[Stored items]
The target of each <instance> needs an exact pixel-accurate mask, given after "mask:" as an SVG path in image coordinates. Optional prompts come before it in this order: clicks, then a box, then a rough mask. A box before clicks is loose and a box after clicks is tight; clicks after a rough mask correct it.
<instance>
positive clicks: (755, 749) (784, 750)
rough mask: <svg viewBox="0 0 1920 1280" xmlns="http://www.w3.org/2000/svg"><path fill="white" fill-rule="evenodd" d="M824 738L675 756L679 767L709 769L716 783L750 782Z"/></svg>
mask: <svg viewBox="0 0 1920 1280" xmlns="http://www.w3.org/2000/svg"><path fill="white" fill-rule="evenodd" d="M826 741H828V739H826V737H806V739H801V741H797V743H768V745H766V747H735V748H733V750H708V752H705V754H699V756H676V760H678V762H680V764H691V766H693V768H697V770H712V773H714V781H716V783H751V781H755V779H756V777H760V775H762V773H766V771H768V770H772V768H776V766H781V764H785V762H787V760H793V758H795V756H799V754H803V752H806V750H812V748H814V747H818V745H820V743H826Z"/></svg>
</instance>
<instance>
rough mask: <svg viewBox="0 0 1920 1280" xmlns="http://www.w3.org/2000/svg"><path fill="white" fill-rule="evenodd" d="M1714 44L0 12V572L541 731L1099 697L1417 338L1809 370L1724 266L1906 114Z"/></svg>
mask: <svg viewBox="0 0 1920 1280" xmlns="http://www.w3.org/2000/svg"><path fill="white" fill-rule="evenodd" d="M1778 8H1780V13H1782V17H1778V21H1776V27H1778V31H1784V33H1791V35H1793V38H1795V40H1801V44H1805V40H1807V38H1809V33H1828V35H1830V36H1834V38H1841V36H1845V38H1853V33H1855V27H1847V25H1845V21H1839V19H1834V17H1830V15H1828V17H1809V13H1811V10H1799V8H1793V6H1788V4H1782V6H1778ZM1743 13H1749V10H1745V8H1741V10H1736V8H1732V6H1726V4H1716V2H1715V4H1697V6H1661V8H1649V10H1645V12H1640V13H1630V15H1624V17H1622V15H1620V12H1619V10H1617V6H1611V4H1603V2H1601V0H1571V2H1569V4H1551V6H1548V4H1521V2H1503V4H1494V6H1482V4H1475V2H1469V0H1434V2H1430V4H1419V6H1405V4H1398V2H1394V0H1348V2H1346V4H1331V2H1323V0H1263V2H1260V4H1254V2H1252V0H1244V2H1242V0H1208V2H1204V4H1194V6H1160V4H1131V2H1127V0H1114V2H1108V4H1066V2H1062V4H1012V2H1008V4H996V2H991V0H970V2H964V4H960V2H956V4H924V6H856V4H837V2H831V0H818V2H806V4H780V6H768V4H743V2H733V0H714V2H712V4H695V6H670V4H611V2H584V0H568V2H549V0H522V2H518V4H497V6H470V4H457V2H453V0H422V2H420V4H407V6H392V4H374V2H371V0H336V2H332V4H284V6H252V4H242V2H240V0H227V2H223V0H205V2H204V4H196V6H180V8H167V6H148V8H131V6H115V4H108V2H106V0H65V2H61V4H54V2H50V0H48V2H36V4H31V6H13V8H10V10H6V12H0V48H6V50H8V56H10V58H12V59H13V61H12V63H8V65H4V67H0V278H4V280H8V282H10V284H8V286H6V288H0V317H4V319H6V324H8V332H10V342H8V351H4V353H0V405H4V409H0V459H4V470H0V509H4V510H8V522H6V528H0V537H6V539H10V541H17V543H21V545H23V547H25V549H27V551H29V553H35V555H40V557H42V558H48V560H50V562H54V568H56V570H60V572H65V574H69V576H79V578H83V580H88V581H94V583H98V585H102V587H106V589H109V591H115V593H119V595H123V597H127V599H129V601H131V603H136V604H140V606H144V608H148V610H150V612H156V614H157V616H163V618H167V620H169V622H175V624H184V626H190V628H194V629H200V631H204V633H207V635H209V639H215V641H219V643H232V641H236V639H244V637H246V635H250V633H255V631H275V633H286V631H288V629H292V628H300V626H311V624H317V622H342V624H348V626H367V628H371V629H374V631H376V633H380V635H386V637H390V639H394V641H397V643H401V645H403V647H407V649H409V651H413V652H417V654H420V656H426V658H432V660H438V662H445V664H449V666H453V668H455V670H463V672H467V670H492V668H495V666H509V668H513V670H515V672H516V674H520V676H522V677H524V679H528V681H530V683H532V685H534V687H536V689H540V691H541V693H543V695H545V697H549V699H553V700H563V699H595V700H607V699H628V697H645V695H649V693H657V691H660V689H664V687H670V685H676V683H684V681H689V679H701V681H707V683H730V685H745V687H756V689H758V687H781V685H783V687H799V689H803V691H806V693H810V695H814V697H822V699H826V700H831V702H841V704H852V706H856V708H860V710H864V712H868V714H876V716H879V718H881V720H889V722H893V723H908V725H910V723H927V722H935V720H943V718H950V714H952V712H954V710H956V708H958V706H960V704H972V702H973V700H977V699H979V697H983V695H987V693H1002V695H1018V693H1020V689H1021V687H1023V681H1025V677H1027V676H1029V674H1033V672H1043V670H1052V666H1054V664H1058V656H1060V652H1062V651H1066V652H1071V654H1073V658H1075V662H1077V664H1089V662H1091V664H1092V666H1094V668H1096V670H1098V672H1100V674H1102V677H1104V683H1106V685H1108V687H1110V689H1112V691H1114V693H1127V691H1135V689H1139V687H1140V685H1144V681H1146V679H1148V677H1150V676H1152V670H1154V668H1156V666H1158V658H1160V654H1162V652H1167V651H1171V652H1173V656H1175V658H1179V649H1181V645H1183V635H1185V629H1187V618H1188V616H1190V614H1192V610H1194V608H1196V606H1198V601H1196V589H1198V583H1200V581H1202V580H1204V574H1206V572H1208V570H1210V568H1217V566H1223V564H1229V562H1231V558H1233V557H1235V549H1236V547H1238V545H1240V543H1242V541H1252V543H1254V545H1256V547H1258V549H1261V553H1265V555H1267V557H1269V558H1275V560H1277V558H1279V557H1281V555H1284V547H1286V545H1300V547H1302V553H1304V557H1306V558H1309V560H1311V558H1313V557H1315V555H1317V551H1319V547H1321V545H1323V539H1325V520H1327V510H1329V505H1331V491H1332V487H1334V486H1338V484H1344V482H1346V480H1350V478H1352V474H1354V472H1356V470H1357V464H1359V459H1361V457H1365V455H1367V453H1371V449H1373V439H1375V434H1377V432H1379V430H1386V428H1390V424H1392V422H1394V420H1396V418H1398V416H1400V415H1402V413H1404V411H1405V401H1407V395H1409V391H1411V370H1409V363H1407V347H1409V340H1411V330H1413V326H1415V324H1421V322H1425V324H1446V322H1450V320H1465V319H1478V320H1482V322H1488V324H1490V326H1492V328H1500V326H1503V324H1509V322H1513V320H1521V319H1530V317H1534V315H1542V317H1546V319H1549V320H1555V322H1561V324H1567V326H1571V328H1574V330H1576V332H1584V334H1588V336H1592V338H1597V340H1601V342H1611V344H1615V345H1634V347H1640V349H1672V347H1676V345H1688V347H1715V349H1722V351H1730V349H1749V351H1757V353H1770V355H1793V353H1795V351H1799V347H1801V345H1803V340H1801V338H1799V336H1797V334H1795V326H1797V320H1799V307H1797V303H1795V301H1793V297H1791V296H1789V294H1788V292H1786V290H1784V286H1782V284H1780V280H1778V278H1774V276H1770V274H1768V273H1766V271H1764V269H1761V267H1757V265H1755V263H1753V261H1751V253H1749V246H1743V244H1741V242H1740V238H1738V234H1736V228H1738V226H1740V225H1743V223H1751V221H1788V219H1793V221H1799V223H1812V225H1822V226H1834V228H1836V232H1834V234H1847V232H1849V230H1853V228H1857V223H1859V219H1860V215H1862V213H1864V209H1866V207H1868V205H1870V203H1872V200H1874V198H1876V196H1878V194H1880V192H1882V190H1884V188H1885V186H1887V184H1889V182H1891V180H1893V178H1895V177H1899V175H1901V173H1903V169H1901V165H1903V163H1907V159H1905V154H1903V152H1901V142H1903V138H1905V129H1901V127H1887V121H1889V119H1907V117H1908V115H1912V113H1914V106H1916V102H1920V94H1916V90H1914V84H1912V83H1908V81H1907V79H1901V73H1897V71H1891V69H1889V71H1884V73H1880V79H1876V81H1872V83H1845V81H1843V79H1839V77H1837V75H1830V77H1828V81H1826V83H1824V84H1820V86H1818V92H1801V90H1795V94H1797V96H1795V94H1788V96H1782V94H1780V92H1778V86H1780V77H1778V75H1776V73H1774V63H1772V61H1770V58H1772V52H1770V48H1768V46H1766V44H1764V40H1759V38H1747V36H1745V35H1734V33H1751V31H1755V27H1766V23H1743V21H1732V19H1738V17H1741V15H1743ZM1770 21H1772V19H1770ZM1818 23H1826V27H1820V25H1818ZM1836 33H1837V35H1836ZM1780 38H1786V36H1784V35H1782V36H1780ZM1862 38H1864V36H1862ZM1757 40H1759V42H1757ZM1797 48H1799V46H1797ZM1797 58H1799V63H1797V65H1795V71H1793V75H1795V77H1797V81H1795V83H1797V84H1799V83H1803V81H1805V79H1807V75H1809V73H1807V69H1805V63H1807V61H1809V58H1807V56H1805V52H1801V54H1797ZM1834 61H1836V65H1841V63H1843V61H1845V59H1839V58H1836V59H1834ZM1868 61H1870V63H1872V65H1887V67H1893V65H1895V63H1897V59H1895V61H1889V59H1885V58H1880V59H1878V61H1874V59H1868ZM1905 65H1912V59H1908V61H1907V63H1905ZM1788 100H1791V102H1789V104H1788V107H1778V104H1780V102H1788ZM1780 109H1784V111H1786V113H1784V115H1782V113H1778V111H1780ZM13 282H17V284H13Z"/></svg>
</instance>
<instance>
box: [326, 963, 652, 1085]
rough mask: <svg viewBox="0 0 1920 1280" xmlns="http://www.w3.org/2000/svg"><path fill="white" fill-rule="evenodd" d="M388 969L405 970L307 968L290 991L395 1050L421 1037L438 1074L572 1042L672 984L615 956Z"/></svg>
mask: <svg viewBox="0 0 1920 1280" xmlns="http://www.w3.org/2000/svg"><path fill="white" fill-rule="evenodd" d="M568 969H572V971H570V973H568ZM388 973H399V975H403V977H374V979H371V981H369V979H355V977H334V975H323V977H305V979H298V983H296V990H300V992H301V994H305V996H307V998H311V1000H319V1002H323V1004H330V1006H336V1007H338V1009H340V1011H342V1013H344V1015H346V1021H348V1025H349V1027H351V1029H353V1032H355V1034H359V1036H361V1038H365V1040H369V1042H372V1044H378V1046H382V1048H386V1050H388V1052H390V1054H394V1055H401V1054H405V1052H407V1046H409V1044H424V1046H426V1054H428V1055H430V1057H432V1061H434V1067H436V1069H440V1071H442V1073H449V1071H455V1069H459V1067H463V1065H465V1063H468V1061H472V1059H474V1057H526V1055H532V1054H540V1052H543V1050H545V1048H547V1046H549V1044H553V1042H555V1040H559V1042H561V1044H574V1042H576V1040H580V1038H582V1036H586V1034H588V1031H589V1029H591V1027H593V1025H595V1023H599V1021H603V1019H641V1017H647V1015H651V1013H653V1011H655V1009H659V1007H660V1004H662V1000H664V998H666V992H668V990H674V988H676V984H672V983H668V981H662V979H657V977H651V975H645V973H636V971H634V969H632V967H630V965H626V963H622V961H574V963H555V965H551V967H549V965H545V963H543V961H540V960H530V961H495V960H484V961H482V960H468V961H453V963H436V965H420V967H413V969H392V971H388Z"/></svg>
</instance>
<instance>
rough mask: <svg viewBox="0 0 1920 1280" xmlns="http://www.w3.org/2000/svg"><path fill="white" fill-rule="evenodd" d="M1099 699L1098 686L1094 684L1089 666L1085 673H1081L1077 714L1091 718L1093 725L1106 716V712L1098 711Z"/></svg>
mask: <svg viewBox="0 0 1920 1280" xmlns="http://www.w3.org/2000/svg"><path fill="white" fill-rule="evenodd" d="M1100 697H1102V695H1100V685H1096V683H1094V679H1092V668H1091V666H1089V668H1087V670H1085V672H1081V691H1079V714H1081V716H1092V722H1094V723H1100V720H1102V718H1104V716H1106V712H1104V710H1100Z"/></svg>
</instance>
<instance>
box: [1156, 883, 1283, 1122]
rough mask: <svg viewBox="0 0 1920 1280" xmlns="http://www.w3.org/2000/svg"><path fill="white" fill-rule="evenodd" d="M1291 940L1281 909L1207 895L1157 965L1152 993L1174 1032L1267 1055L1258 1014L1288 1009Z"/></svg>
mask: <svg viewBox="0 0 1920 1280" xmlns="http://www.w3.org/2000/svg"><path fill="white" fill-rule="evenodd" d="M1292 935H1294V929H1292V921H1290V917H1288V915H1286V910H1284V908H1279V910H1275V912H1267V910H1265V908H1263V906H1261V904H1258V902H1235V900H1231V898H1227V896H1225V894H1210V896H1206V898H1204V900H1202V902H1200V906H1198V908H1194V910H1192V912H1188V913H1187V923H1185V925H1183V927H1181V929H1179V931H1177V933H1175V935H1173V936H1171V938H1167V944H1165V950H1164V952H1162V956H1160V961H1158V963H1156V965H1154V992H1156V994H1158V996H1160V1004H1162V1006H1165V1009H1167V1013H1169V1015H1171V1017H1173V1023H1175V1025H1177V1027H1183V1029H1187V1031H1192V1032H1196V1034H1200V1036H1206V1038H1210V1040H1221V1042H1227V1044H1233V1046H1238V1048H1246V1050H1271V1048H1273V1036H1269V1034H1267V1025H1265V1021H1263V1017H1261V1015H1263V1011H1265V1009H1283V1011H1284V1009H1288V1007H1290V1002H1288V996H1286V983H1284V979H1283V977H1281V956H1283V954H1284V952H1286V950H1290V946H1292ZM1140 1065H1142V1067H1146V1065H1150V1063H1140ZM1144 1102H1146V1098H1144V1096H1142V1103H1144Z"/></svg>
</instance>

Problem to solve
Copy each line of the records that contains the word "clicks".

Response for this exercise
The target of each <instance> needs an exact pixel-accurate mask, given after "mask:" as an SVG path in image coordinates. Optional prompts come before it in this order: clicks, then a box, then a rough mask. A box before clicks is loose and a box after clicks is tight; clicks after a rough mask correct it.
positive clicks: (755, 749) (784, 750)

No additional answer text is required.